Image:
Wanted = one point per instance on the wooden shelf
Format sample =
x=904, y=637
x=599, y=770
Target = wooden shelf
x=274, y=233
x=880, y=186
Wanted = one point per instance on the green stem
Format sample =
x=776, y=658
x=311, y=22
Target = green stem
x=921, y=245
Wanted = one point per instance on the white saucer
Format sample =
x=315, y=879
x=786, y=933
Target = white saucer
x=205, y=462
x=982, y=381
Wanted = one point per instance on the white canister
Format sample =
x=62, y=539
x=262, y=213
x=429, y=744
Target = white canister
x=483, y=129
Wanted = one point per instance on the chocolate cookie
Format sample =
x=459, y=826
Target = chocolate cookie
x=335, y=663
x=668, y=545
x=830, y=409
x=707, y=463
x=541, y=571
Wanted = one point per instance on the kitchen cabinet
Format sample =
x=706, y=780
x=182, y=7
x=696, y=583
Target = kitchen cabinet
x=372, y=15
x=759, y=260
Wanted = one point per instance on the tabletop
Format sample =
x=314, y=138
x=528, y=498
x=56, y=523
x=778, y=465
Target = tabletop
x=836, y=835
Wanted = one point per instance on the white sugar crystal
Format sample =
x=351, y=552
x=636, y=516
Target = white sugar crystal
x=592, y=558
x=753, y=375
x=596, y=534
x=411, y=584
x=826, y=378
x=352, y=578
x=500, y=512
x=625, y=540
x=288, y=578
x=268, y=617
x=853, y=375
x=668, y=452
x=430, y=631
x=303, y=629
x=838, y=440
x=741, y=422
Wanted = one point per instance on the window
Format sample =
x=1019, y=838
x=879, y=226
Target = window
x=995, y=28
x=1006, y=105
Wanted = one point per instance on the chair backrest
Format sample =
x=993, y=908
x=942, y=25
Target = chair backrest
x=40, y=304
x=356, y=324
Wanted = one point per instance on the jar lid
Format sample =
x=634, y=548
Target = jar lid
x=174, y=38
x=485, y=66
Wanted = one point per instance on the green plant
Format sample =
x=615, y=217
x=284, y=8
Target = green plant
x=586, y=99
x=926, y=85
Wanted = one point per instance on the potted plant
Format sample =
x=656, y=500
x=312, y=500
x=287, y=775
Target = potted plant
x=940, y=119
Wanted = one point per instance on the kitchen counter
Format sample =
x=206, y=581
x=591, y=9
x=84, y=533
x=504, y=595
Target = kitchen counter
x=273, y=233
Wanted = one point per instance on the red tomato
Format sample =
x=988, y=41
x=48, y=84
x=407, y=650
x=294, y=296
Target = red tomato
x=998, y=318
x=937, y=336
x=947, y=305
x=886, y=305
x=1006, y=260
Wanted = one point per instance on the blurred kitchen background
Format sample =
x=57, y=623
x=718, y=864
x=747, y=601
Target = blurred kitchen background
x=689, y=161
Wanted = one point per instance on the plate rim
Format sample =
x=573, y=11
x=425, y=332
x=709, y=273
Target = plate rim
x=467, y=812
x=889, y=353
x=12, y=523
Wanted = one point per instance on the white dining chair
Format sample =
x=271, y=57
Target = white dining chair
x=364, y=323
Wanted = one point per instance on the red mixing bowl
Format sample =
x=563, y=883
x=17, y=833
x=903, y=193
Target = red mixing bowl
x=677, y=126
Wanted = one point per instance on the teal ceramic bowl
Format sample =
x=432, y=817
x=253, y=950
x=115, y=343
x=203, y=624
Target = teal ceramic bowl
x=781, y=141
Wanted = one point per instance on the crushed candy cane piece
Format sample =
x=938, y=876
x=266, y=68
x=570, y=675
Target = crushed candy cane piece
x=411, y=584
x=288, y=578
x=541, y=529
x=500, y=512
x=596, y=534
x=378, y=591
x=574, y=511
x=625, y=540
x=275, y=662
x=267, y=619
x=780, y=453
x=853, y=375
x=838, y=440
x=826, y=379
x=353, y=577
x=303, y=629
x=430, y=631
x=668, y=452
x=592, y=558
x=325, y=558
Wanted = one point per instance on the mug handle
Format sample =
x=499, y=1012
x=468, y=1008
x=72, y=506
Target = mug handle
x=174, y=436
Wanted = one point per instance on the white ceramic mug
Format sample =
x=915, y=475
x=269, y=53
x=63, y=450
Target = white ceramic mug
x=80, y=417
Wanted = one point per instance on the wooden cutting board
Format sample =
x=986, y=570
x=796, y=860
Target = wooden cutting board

* **EXERCISE**
Show the lines above with "cutting".

* **RESPONSE AREA**
Wanted = one point per instance on the wooden cutting board
Target = wooden cutting board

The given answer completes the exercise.